■ **Quoted passage**:
- - - -

State House hallway.
Dan Tuohy / NHPR

  

Developmental disability advocates, school representatives, health care leaders, and residents took to a public microphone Tuesday to argue for specific priorities in the New Hampshire budget, in a marathon hearing that highlighted broad concerns with the state’s funding models.  

(This story was originally published by New Hampshire Bulletin.)

During a nine-hour virtual listening session that ended around 10:30 p.m., advocates pressed the Senate Finance Committee for additional funding for mental health services, schools, child care programs, and dental care, and argued against efforts to cut those areas. Speakers also asked senators to remove a House restriction on family care funding and a ban on teaching “divisive topics.”

Nearly 220 people signed up to testify. Sen. Gary Daniels, a Milford Republican and the committee’s chairman, and Sen. Lou D’Allesandro, a Manchester Democrat, made a list of each speaker’s name. Daniels’ said his list ran 20 pages.

Many of those who testified brought personal perspectives.

“I have a family member who is burdened with mental illness,” said Arthur Gardner of Hanover. “I have direct experience with the serious consequences of the emergency room boarding crisis. . . . With every good motivation, a system designed to protect and cure has had a harmful effect, rather than a helpful effect.”

The hearing came as New Hampshire’s two-year budget – which covers the period between July 2021 and June 2023 – enters its last stretch of tinkering in the Senate before a final round of negotiations with the House.

The Senate Finance Committee has until the end of May to amend the budget the House sent over in April. The full Senate must vote on that budget by June 3.

Financially, the budget proposals from Gov. Chris Sununu and the House have been similar. The House budget included $52.2 million less in spending than the governor’s proposal – a difference of less than a percentage point, according to an analysis by the Josiah Bartlett Center for Public Policy, a right-leaning think tank.

But on policy matters, the House and the governor’s budget proposals have notably clashed. The House removed the governor’s paid family leave plan as well as the long-running plan to build a psychiatric hospital and a college debt forgiveness plan – all priorities Sununu has highlighted for years.

And the House has added a number of provisions that could be non-starters, from a ban on racially “divisive concepts” being taught in schools and workplace anti-bias trainings to a strict rule on reproductive health care funding that could jeopardize state support of Planned Parenthood and two other reproductive health care clinics that perform abortions. 

Sununu has accused the House budget process of going “completely off the rails” and has publicly called for the Senate to fix it.

On Tuesday, with all eyes on the Senate, advocates across the political spectrum made their cases.

Divisive concepts bill

Among the biggest topics of discussion Tuesday was House Bill 544, the bill banning the teaching of “divisive concepts” that House lawmakers added to the budget. 

Those divisive concepts include any instruction that suggests race or sex is inherently superior to another race or sex, or that the state of New Hampshire or the United States is inherently racist or sexist.

The bill, a number of hearing attendees argued Tuesday, would smother the ability of schools and other organizations to teach the concepts of white supremacy and structural racism – and to attempt to combat racial injustices and biases moving forward. 

School representatives expressed strong opposition.

“(It) would harm Manchester students, your largest and most diverse community in the state,” said Leslie Want, vice chair of Manchester’s school board.

- - - -

■ **Dataset entries**:
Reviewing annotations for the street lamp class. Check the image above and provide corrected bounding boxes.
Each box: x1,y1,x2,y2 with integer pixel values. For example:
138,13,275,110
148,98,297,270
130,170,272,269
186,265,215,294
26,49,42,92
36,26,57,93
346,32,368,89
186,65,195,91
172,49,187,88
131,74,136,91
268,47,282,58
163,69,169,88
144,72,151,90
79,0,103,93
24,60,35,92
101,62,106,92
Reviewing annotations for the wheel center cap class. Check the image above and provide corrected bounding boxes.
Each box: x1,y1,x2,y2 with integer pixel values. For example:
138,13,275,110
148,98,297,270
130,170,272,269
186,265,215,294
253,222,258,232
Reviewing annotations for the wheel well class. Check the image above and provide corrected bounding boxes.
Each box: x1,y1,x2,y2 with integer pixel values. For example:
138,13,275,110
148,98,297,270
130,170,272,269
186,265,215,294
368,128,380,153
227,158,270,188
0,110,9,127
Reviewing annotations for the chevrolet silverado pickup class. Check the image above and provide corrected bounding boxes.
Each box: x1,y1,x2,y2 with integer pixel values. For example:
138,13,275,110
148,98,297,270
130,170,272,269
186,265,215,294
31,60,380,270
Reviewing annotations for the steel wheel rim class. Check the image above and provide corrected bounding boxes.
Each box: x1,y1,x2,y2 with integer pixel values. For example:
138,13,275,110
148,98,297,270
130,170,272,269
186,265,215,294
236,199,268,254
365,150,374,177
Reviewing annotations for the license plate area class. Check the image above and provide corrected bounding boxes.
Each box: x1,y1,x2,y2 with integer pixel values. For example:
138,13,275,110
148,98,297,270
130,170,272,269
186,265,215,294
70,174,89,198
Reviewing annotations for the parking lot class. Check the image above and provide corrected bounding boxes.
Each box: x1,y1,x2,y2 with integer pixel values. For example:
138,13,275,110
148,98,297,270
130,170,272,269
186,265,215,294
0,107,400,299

- - - -

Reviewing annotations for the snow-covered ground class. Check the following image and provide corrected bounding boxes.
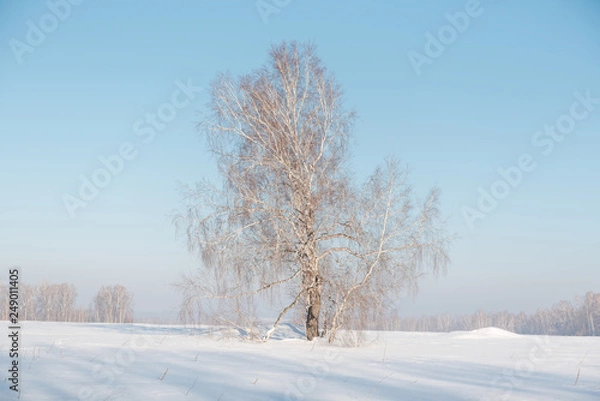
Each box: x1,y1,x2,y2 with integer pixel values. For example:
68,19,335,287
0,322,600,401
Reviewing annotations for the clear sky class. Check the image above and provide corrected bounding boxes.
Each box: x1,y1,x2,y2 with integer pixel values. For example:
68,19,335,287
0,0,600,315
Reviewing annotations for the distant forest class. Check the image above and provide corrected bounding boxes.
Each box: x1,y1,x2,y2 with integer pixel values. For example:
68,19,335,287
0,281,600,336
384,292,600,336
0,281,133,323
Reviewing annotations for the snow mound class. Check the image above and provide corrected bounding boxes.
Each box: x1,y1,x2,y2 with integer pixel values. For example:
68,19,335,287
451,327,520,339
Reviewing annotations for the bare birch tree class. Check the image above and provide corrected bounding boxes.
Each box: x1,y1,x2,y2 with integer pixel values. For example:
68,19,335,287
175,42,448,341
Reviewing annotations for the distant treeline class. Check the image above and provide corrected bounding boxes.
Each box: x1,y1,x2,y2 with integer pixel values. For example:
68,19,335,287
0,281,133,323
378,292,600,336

- - - -

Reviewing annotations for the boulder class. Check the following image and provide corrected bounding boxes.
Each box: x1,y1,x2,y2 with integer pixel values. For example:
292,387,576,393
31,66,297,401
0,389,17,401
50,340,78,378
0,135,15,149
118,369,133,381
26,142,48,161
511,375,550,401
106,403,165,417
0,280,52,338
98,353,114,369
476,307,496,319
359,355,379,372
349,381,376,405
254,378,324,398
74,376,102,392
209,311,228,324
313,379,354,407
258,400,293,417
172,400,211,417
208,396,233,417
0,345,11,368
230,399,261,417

- - - -

■ **Task statement**: Copy the passage from the New Hampshire budget hearing article word for word, between "And the House has" and "to the budget.", inclusive.

■ **Written solution**:
And the House has added a number of provisions that could be non-starters, from a ban on racially “divisive concepts” being taught in schools and workplace anti-bias trainings to a strict rule on reproductive health care funding that could jeopardize state support of Planned Parenthood and two other reproductive health care clinics that perform abortions. 

Sununu has accused the House budget process of going “completely off the rails” and has publicly called for the Senate to fix it.

On Tuesday, with all eyes on the Senate, advocates across the political spectrum made their cases.

Divisive concepts bill

Among the biggest topics of discussion Tuesday was House Bill 544, the bill banning the teaching of “divisive concepts” that House lawmakers added to the budget.